[SUPPLIED DATA]
◆ ◆ ◆ ◆
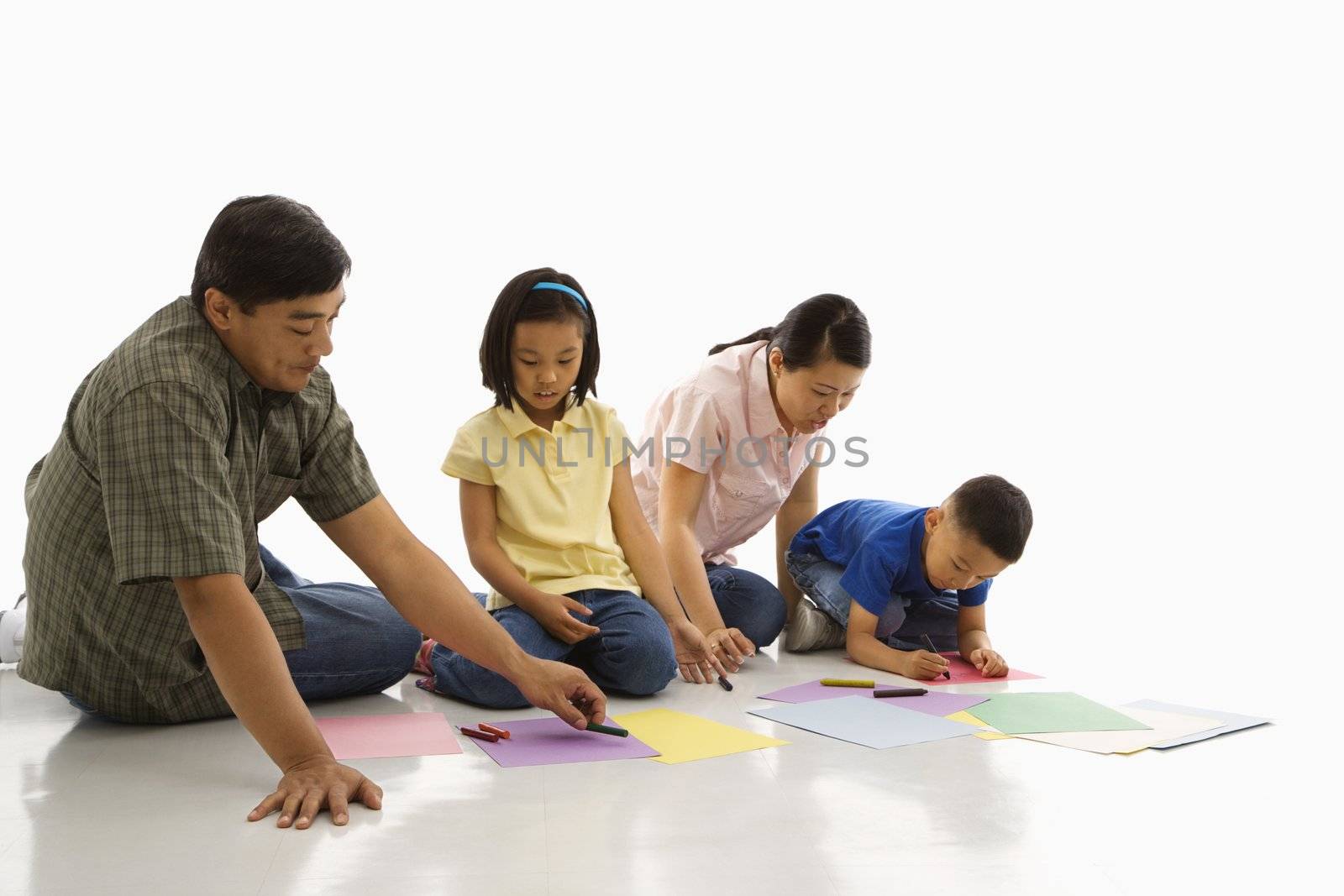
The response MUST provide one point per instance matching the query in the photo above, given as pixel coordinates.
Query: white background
(1099, 248)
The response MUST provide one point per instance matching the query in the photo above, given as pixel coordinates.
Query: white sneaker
(812, 629)
(13, 622)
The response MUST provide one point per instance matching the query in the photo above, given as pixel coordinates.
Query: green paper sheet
(1039, 714)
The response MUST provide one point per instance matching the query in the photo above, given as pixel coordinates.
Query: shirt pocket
(741, 499)
(272, 490)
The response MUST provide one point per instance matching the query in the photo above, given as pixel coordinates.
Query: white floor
(92, 808)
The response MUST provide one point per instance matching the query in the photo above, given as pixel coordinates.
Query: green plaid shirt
(168, 458)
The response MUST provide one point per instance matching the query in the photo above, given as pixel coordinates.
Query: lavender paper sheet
(550, 741)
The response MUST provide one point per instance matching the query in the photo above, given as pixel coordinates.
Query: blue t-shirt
(878, 544)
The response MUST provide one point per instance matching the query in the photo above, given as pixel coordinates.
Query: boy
(885, 574)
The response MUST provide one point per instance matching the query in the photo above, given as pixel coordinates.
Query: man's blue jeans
(632, 653)
(748, 602)
(356, 642)
(900, 625)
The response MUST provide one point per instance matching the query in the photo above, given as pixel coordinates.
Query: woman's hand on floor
(696, 658)
(732, 645)
(315, 785)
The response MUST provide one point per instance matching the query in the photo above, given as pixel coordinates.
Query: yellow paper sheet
(685, 738)
(967, 719)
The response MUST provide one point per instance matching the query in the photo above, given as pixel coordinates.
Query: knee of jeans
(645, 668)
(402, 641)
(457, 676)
(766, 620)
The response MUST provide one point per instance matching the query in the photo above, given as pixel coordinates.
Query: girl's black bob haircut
(519, 302)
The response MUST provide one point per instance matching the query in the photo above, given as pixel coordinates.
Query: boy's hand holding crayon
(920, 664)
(990, 663)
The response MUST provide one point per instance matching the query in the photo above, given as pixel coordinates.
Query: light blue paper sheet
(866, 721)
(1231, 721)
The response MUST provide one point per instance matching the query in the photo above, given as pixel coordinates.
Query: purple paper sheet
(934, 703)
(550, 741)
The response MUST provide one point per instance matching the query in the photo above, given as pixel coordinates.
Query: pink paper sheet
(403, 734)
(964, 673)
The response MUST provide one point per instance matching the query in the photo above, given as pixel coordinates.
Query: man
(148, 597)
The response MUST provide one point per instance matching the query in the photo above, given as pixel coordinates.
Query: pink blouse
(721, 422)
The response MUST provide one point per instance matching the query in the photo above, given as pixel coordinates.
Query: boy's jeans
(900, 625)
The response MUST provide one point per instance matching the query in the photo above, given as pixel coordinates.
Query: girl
(739, 432)
(550, 515)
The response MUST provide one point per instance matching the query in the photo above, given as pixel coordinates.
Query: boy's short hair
(996, 512)
(268, 249)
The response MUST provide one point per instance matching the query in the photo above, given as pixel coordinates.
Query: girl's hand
(730, 647)
(990, 663)
(694, 653)
(921, 664)
(554, 613)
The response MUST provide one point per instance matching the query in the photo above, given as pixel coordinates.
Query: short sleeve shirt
(168, 458)
(553, 495)
(879, 544)
(722, 422)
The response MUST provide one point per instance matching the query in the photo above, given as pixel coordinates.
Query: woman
(732, 446)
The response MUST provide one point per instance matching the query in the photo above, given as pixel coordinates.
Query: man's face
(954, 559)
(279, 344)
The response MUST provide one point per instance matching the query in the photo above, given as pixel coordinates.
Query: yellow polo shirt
(551, 495)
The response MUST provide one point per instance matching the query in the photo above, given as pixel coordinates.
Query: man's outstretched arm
(432, 598)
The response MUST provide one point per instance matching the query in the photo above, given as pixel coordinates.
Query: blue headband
(562, 288)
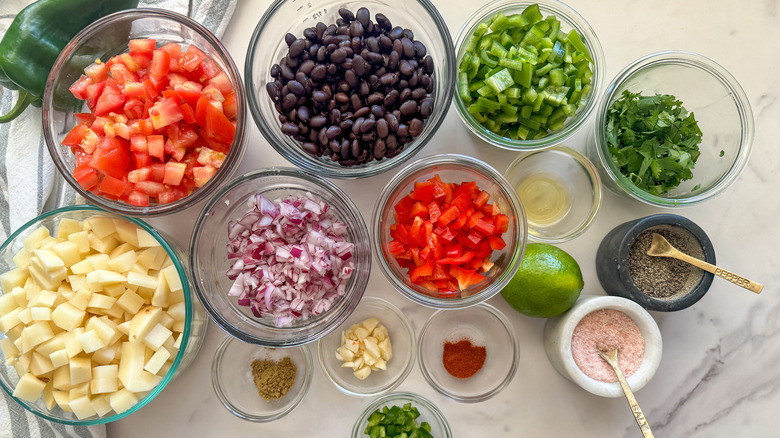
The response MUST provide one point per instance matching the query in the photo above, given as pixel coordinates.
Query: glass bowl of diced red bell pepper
(449, 231)
(143, 113)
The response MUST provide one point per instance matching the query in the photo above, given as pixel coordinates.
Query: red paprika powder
(462, 359)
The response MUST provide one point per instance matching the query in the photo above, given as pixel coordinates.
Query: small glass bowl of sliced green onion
(529, 73)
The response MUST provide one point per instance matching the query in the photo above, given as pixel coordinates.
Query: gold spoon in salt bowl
(611, 358)
(660, 247)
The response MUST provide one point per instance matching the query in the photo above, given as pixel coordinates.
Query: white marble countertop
(719, 375)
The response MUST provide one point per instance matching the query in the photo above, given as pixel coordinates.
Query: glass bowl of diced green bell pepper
(529, 73)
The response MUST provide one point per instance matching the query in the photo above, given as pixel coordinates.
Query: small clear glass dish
(399, 366)
(560, 190)
(231, 377)
(483, 325)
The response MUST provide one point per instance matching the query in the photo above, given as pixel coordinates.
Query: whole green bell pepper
(35, 39)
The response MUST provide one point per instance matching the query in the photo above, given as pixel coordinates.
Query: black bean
(346, 14)
(289, 128)
(385, 43)
(318, 73)
(303, 113)
(368, 124)
(381, 128)
(426, 107)
(395, 33)
(408, 47)
(419, 49)
(318, 121)
(272, 90)
(383, 22)
(296, 48)
(289, 102)
(362, 112)
(360, 65)
(389, 78)
(338, 56)
(356, 29)
(391, 98)
(363, 16)
(428, 63)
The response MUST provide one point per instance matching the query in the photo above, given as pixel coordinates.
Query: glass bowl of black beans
(350, 89)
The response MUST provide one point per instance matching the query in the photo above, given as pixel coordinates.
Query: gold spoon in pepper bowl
(660, 247)
(611, 358)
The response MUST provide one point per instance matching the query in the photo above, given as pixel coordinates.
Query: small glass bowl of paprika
(149, 140)
(449, 231)
(468, 355)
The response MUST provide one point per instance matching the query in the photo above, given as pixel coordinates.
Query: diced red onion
(291, 258)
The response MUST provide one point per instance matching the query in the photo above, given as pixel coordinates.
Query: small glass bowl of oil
(560, 191)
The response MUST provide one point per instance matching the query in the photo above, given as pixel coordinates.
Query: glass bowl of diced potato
(96, 315)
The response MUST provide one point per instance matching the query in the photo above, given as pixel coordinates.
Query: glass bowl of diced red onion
(280, 257)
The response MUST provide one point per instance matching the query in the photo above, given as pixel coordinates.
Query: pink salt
(605, 330)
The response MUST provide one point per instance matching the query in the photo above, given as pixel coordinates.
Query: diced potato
(68, 251)
(67, 316)
(146, 240)
(80, 370)
(59, 358)
(66, 227)
(90, 341)
(13, 278)
(40, 313)
(130, 302)
(122, 400)
(173, 279)
(82, 407)
(102, 226)
(124, 262)
(105, 277)
(33, 240)
(143, 322)
(29, 388)
(81, 239)
(157, 360)
(157, 337)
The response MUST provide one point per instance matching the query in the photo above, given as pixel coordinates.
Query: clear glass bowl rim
(409, 364)
(561, 11)
(303, 160)
(481, 167)
(360, 284)
(592, 172)
(702, 63)
(215, 383)
(188, 316)
(392, 397)
(233, 158)
(480, 397)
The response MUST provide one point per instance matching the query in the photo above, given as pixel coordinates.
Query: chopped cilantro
(653, 140)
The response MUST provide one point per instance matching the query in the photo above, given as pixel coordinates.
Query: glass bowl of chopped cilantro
(529, 73)
(401, 414)
(675, 128)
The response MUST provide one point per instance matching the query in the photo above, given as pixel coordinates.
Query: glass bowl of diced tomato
(449, 231)
(143, 112)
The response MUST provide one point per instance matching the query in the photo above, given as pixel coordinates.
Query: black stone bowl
(612, 263)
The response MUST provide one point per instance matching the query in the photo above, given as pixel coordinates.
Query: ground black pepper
(663, 277)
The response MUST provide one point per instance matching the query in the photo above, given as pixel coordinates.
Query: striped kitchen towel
(30, 184)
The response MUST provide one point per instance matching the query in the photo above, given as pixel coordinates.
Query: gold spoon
(611, 358)
(660, 247)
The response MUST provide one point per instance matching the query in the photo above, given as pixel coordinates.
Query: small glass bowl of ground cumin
(260, 384)
(468, 355)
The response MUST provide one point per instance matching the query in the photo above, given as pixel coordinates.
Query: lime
(547, 283)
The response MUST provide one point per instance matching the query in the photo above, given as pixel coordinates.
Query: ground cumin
(273, 379)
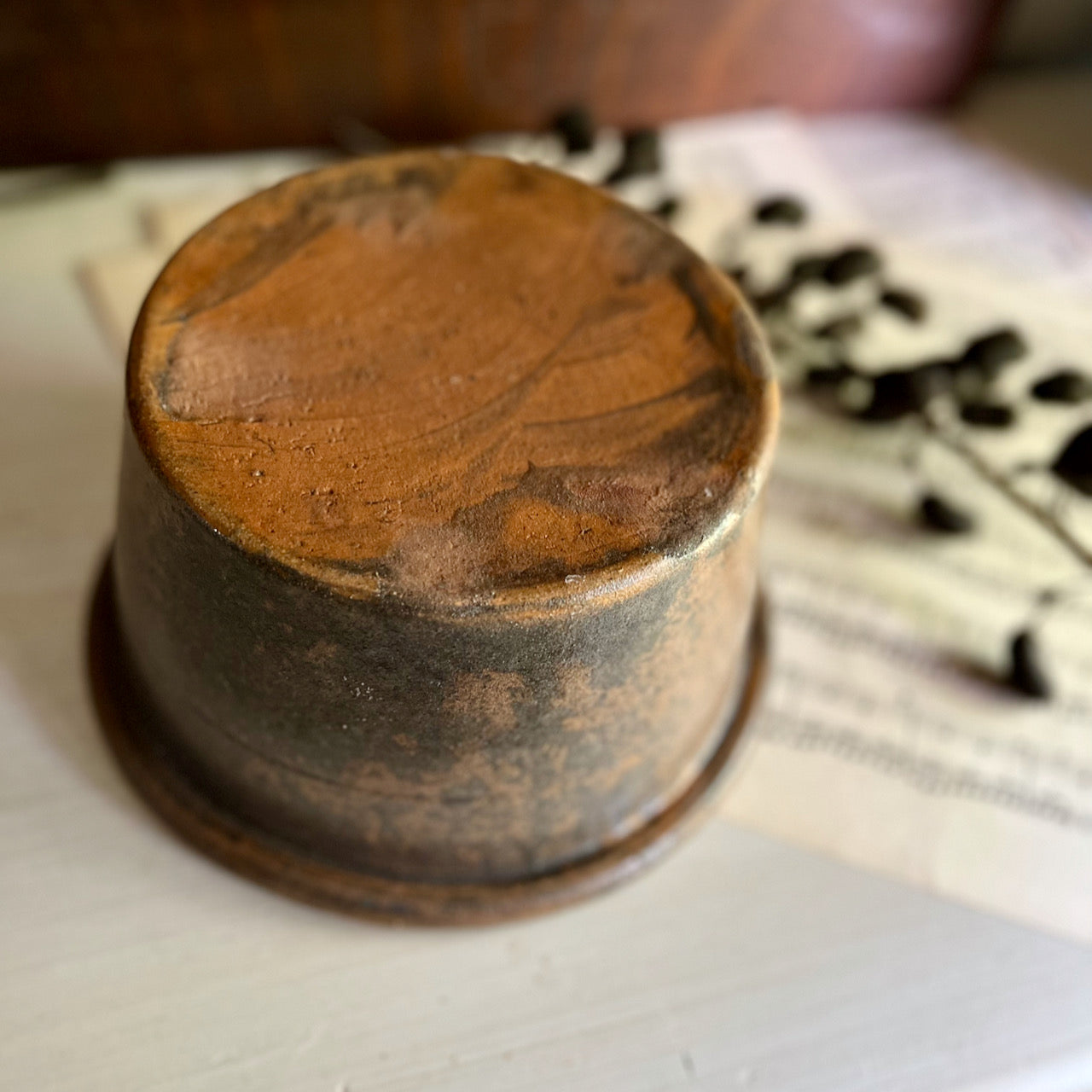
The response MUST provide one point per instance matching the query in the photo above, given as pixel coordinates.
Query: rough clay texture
(447, 377)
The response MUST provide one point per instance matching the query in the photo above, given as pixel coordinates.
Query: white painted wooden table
(128, 962)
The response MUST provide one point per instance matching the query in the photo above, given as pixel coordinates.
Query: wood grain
(136, 78)
(447, 374)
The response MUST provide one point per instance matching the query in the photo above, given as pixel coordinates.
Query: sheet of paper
(919, 180)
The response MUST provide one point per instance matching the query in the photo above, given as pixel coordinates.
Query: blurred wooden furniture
(136, 78)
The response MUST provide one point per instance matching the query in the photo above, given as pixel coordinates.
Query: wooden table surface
(129, 962)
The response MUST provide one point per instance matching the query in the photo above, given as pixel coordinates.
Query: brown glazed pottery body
(433, 589)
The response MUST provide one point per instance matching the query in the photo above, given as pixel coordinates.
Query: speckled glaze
(435, 573)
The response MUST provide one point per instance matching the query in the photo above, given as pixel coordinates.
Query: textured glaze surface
(436, 632)
(447, 375)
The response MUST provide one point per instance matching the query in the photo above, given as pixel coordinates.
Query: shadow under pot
(433, 590)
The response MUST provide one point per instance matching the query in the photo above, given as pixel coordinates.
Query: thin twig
(999, 482)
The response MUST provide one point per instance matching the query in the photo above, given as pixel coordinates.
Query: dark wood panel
(88, 80)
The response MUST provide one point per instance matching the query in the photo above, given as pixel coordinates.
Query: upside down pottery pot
(433, 589)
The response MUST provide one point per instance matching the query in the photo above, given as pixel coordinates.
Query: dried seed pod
(909, 305)
(577, 129)
(990, 351)
(987, 414)
(1066, 385)
(1025, 673)
(640, 155)
(851, 264)
(939, 514)
(782, 209)
(828, 377)
(1073, 463)
(845, 326)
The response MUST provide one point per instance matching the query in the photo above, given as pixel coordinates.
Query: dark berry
(577, 129)
(1025, 671)
(1073, 464)
(909, 305)
(780, 210)
(828, 377)
(986, 414)
(1067, 385)
(851, 264)
(640, 155)
(989, 354)
(938, 514)
(903, 391)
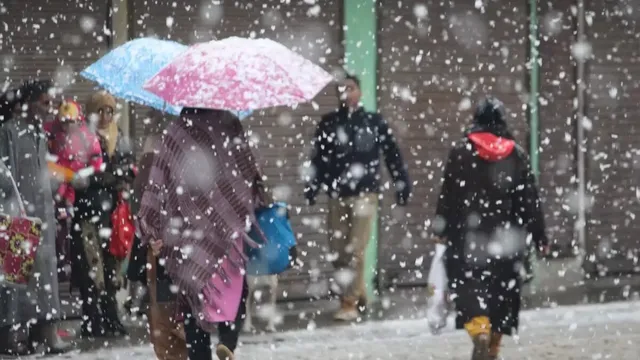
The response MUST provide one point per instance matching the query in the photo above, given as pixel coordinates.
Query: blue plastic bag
(278, 253)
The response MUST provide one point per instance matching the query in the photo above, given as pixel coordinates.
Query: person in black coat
(346, 164)
(488, 214)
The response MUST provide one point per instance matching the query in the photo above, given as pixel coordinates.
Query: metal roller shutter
(557, 122)
(52, 39)
(283, 135)
(437, 59)
(614, 158)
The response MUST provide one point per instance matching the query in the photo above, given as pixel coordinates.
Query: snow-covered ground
(610, 331)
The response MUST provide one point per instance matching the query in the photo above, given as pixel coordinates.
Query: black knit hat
(490, 112)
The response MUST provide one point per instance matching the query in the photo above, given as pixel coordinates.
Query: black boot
(44, 338)
(11, 343)
(111, 319)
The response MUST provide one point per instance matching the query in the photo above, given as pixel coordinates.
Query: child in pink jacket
(74, 147)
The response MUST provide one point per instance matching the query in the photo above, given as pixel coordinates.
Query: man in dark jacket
(346, 164)
(488, 213)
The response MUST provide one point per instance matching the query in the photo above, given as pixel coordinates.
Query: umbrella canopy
(123, 71)
(238, 73)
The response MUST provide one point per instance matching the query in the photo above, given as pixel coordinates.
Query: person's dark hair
(490, 112)
(32, 90)
(353, 78)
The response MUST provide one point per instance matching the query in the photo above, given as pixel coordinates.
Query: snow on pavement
(594, 332)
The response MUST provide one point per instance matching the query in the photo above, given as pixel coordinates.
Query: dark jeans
(99, 306)
(199, 341)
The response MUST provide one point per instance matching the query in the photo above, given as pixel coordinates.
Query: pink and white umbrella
(238, 74)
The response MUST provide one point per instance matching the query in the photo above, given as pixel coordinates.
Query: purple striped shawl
(200, 198)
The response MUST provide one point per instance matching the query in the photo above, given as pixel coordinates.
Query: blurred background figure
(75, 149)
(488, 207)
(346, 163)
(155, 124)
(35, 310)
(95, 271)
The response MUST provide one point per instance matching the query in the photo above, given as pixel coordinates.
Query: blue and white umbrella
(124, 70)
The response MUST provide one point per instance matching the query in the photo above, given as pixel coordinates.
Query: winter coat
(487, 208)
(346, 157)
(93, 208)
(23, 150)
(74, 150)
(101, 196)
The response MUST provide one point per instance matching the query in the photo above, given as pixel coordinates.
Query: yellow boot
(224, 353)
(348, 310)
(479, 328)
(494, 346)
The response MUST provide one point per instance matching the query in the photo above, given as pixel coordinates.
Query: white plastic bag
(437, 303)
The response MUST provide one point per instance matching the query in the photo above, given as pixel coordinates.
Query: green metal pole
(361, 56)
(534, 73)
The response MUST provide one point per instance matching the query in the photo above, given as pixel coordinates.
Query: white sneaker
(347, 315)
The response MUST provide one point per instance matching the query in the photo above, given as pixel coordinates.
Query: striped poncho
(200, 200)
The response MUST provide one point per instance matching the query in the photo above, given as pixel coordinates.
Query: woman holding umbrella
(94, 269)
(205, 185)
(203, 190)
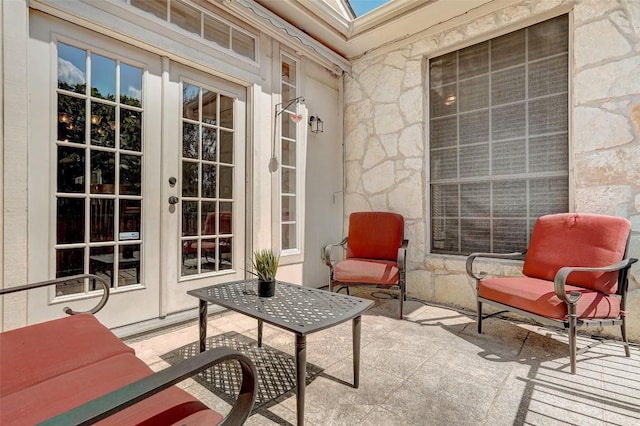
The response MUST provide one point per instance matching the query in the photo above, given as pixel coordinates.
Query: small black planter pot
(266, 288)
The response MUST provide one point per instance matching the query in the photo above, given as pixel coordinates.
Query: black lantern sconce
(317, 126)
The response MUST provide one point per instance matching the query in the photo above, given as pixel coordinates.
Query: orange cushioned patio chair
(375, 253)
(575, 275)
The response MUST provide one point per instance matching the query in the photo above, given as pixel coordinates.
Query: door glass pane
(129, 265)
(102, 172)
(72, 66)
(225, 248)
(130, 130)
(130, 174)
(226, 147)
(130, 220)
(226, 112)
(208, 255)
(288, 236)
(71, 119)
(70, 169)
(288, 208)
(209, 138)
(288, 181)
(190, 101)
(185, 16)
(189, 257)
(226, 182)
(103, 77)
(102, 219)
(209, 106)
(101, 263)
(156, 7)
(70, 220)
(130, 85)
(243, 44)
(209, 180)
(216, 31)
(189, 218)
(209, 218)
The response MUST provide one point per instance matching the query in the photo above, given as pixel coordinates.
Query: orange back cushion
(576, 239)
(375, 235)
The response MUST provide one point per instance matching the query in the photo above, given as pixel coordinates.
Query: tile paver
(434, 369)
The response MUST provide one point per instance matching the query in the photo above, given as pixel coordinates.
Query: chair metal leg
(625, 342)
(403, 295)
(573, 337)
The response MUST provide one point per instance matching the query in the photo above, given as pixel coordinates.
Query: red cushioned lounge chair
(575, 275)
(375, 253)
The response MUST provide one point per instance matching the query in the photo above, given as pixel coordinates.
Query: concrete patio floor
(430, 369)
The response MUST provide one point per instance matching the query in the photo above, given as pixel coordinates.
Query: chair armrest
(402, 256)
(472, 257)
(560, 279)
(63, 280)
(328, 249)
(104, 406)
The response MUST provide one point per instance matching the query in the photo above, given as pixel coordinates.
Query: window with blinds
(498, 139)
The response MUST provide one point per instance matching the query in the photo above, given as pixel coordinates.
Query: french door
(204, 183)
(134, 164)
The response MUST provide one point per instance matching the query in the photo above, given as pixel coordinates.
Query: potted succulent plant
(265, 266)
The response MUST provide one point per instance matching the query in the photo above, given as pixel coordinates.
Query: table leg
(301, 375)
(356, 351)
(202, 311)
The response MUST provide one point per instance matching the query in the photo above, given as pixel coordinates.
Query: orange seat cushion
(367, 271)
(579, 240)
(375, 235)
(33, 354)
(538, 297)
(49, 398)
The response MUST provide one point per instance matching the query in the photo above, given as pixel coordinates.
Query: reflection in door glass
(130, 85)
(209, 105)
(102, 219)
(98, 223)
(129, 265)
(190, 137)
(103, 118)
(72, 65)
(70, 169)
(71, 119)
(130, 130)
(130, 174)
(69, 262)
(207, 186)
(103, 77)
(70, 220)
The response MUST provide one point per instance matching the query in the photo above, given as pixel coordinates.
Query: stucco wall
(385, 112)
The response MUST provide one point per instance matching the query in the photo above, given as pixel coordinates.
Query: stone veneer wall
(386, 106)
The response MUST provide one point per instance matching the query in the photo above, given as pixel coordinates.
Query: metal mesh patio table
(294, 308)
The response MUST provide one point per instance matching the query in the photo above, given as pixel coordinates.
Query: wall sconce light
(316, 124)
(295, 117)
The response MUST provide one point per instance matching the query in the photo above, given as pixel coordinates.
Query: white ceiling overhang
(390, 23)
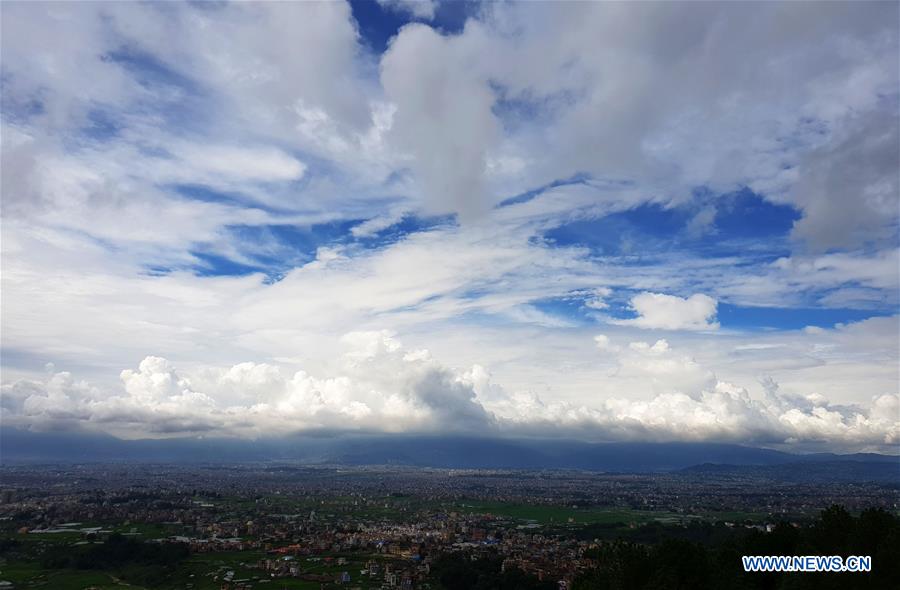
◆ ◆ ◆ ◆
[WRITTEN INSTRUCTION] Update the items from the start of the records through the line containing "(1039, 714)", both ends included, by replacing "white" with "cream" and changing nothing else. Leave the pictures out of your answer.

[OUTPUT OF THE EXERCISE]
The response MUST provide one point per instance matching the query in the photo above, given as pixel coordinates.
Query: cream background
(1099, 248)
The response MUST provide one point per instance matching the query in the photo above, given as pixel coordinates.
Query: cream sneaker
(812, 629)
(13, 622)
The response MUST provide one point per instance matching the query in the photo above, given as pixel coordinates.
Query: green paper sheet
(1039, 714)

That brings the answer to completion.